▶ [EXTRACTED DATA]
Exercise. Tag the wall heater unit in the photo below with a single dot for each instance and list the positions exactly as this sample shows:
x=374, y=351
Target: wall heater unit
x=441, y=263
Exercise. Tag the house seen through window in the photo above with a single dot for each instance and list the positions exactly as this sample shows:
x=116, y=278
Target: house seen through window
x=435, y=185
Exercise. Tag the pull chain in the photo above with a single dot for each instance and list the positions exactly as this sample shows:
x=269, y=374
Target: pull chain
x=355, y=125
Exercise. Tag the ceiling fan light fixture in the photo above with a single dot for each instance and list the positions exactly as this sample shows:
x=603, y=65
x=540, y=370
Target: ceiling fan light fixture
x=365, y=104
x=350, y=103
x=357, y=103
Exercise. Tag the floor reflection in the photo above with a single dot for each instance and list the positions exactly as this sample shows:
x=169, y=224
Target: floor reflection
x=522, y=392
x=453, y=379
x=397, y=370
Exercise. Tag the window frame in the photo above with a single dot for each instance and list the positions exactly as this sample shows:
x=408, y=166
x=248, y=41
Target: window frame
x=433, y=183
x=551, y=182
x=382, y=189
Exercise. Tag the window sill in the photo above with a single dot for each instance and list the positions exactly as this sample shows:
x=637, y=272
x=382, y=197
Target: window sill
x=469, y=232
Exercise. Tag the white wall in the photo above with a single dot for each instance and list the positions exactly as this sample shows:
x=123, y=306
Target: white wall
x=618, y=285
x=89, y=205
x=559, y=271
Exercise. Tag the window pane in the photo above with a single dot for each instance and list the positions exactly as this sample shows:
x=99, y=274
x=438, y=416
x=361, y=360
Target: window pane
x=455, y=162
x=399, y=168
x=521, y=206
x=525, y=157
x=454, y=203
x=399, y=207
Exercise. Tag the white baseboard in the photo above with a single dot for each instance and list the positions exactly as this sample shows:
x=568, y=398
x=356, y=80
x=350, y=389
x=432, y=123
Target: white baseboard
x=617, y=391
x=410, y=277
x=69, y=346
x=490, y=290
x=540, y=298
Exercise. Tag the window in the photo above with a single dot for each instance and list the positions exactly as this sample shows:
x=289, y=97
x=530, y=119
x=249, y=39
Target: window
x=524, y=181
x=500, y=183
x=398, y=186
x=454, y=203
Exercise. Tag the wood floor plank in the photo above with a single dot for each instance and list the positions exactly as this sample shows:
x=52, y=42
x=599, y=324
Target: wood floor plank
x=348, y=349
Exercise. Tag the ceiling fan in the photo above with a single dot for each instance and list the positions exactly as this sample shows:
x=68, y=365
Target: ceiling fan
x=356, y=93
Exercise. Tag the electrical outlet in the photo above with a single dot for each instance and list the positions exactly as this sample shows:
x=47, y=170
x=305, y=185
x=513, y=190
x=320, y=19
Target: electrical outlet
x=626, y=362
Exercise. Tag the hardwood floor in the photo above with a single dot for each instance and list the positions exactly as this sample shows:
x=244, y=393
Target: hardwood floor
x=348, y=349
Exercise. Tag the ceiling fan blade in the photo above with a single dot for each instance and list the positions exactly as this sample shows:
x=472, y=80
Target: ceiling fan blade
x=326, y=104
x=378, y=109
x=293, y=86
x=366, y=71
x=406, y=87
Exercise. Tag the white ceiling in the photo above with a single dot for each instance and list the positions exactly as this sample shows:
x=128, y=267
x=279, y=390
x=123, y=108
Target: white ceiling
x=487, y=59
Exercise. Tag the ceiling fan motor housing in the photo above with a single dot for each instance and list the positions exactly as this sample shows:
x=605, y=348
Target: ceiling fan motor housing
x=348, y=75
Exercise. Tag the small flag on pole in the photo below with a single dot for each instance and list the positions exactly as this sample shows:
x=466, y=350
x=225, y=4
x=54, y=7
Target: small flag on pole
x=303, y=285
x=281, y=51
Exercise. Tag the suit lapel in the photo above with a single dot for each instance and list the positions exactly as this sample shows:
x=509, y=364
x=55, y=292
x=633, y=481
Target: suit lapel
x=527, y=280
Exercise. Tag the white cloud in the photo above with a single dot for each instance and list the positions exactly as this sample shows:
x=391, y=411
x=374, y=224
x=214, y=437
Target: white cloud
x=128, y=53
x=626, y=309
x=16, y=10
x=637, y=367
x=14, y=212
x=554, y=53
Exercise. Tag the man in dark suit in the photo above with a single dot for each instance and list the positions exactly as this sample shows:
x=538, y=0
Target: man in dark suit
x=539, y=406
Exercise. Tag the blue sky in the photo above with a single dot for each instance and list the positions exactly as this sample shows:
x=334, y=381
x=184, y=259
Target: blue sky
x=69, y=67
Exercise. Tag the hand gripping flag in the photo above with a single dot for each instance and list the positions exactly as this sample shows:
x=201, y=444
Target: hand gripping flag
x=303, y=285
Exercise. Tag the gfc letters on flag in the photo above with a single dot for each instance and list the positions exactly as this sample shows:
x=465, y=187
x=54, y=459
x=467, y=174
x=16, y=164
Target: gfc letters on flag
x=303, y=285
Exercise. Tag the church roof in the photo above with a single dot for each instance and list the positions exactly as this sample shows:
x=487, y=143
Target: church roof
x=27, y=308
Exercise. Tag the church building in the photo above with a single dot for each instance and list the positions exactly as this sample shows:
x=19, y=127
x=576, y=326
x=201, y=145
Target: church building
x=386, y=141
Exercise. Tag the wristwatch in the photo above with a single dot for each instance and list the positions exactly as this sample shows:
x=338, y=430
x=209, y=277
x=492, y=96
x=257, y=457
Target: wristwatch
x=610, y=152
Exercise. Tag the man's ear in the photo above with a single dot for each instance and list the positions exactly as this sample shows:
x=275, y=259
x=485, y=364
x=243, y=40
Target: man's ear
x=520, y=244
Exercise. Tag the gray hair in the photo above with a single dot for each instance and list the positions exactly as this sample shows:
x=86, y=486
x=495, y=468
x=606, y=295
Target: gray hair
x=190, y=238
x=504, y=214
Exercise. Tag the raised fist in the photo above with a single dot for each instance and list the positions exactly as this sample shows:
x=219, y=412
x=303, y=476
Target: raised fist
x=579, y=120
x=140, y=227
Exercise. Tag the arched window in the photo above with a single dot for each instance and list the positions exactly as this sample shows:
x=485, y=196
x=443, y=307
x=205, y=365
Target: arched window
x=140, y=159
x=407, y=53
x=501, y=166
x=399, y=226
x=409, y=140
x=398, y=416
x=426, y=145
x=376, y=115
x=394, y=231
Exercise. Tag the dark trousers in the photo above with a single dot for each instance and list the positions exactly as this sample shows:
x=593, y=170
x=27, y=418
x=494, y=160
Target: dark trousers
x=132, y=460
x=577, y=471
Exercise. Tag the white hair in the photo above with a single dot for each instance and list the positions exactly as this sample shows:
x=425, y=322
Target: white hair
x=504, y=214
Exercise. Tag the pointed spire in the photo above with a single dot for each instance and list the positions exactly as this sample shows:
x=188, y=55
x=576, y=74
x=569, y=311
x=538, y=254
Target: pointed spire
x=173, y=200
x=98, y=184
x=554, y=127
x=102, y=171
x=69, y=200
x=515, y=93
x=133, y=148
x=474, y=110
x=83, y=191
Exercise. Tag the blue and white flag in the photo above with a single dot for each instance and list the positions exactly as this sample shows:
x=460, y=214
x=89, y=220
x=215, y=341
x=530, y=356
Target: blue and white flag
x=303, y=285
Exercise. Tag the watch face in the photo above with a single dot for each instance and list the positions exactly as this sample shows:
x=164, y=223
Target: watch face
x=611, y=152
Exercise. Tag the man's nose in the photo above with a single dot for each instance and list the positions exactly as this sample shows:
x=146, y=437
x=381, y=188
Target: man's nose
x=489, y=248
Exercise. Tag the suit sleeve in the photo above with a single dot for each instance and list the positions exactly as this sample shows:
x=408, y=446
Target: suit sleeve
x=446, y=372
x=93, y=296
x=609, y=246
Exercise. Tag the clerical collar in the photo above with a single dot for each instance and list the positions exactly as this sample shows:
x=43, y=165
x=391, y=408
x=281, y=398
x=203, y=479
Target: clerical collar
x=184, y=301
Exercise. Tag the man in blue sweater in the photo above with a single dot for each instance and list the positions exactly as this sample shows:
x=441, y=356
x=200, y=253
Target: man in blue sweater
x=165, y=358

▶ [YOUR GOAL]
Print exactly the lines of the listing above starting at the line containing "x=599, y=324" and ending at the line containing "x=513, y=190", both included.

▶ [SOLUTION BELOW]
x=599, y=324
Target: wood floor plank
x=348, y=349
Exercise. Tag the ceiling fan in the photo above with a single dot for each instance and list the positions exactly as this sample shows:
x=68, y=365
Target: ceiling fan
x=356, y=93
Exercise. Tag the electrical outlet in the photo above with a single dot for each instance and list the positions exactly as this sample shows:
x=47, y=170
x=305, y=185
x=513, y=190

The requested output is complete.